_DOCUMENT SEGMENT_.
►

"It's become almost a cliché to talk about how consistently organizational change fails. Study after study finds that roughly three-quarters of change efforts don't achieve their objectives. There are underlying forces that work against us adapting to change-including synaptic, network and cost effects-that lead to resistance. Another problem lies in how we study change itself. Typically, researchers at an academic institution or a consulting firm interview executives that were involved in successful efforts and try to glean insights to write case studies."
"One unlikely place to look for insight is a little-known academic named Gene Sharp, who wasn't interested in business at all, but political revolutions. What he found was that there are sources of power that support the status quo and these have an institutional basis. As long as they remain in place, nothing will ever change. But if you can shift them, anything becomes possible."
Organizational change frequently fails: roughly three-quarters of efforts do not meet objectives. Underlying forces—synaptic, network, and cost effects—create resistance to adaptation. Research methods focusing on successful cases yield biased, uncontrolled findings because they rely on self-serving interviews. Institutional sources of power uphold the status quo; changing those sources enables transformation. Historical shifts around 1789 redistributed power, and late-19th-century abolitionist and suffrage movements developed nonviolent techniques. Gandhi refined nonviolent methods, demonstrating that nonviolent campaigns can be effective because violent revolts are disadvantaged when regimes control the means of violence.

◄

_SUPPLIED DATA_.
►

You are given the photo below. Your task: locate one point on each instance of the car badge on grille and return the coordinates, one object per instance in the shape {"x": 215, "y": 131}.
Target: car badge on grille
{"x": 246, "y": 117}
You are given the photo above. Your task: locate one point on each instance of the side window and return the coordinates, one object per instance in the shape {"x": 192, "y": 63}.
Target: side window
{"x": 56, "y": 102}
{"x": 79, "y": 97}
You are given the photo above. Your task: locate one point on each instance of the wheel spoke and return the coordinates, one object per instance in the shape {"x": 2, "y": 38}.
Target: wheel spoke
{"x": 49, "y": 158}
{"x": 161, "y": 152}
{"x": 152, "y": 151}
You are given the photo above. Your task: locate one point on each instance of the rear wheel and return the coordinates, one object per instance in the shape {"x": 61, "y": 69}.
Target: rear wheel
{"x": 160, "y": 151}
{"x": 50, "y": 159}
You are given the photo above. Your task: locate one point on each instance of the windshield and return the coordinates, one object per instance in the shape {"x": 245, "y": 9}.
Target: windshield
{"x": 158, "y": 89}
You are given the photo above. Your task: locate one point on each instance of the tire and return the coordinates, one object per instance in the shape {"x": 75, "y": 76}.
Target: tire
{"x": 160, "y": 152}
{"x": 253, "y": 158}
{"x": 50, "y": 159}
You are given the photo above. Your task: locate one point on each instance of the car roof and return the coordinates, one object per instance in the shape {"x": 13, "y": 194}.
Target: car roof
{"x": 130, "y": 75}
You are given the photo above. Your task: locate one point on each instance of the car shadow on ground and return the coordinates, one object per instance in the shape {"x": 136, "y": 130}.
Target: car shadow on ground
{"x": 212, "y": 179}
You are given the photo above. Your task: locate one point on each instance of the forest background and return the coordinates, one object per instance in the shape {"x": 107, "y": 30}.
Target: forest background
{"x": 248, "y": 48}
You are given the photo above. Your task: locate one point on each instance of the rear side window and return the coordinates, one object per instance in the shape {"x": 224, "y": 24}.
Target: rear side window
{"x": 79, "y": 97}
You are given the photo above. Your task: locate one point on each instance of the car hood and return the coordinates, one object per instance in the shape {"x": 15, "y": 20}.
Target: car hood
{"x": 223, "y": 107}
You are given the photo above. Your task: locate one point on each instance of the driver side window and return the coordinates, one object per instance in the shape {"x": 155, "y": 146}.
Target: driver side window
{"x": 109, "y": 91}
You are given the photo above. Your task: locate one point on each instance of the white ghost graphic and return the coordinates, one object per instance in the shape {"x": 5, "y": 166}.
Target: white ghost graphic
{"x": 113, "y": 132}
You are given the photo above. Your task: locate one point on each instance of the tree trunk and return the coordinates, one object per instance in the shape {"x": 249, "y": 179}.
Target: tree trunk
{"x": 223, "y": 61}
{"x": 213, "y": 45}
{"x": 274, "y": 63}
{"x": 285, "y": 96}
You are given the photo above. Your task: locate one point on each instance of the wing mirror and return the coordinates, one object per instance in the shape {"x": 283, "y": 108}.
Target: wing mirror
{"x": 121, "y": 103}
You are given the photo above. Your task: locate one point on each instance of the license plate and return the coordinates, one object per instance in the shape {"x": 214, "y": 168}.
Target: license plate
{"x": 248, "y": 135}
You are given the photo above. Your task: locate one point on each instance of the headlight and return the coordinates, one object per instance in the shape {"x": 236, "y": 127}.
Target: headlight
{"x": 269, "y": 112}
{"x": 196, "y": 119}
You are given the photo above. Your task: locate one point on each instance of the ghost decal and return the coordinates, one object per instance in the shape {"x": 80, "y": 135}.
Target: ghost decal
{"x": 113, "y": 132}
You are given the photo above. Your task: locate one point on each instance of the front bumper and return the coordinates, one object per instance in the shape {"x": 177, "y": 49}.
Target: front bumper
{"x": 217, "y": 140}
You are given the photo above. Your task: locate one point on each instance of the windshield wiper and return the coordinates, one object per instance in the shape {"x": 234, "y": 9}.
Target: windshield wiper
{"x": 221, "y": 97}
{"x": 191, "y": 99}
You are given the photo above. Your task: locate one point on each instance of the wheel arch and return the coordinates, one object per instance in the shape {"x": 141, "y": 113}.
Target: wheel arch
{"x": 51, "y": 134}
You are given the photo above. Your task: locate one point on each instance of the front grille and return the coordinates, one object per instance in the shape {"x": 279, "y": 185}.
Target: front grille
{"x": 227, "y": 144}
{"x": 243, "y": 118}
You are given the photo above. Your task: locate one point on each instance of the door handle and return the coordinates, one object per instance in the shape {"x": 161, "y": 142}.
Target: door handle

◄

_PROBLEM STATEMENT_.
In the text on organizational change, condense the paragraph that begins "One unlikely place to look for insight" into a shorter version that keeps its main facts.

_RESPONSE TO THE TASK_.
Gene Sharp, a little-known academic who studied political revolutions rather than business, offers unlikely insight. He found that institutionally based sources of power support the status quo. While they remain in place nothing changes, but shifting them makes anything possible.